*Assignment*:
Of the entries below, return only those lines from the line with "Every instance of the garden" to the line with "Every instance of the red", exactly, both included.
== Records shown ==
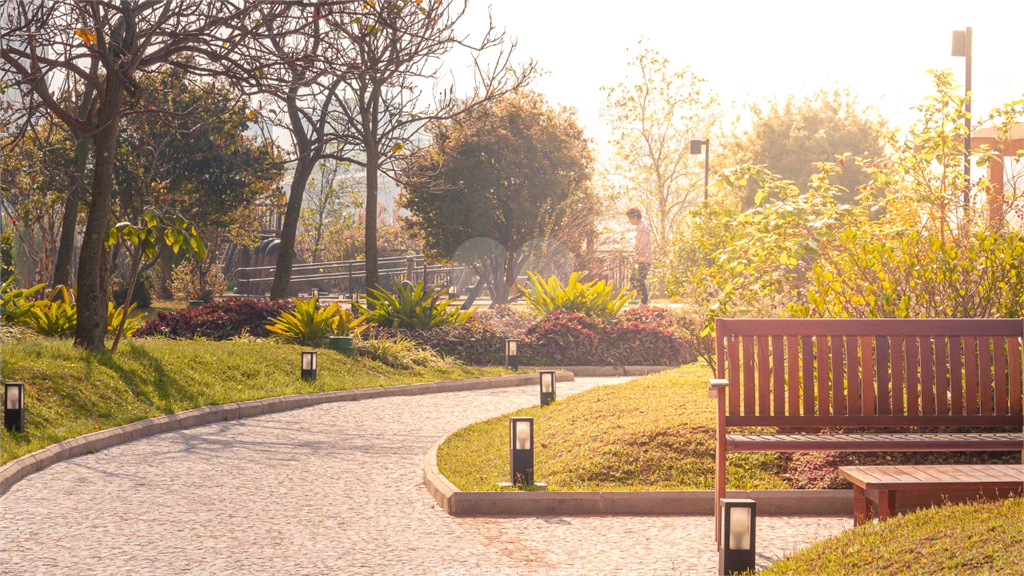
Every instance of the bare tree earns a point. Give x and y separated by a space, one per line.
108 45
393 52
===
== Records shown ==
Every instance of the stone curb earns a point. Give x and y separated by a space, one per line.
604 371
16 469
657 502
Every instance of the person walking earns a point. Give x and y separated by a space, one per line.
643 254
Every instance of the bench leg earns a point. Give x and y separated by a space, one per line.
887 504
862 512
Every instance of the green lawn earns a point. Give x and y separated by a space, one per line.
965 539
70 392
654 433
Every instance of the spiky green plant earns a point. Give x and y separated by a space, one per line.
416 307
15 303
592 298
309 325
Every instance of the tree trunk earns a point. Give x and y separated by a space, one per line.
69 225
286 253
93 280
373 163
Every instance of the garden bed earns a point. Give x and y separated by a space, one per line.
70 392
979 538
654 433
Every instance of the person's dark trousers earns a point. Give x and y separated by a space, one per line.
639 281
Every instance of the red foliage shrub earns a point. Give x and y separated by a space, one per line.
===
*Solution to the exercise*:
Every instance of the garden bed earns a point. Give x and y separated by a space, one per line.
70 392
979 538
654 433
Every instance of the person's dark trousers earns a point. Give x and y separated by a space, one per line.
639 281
Every instance of the red foliage shrub earns a point. Give x and y separated by a space, one per line.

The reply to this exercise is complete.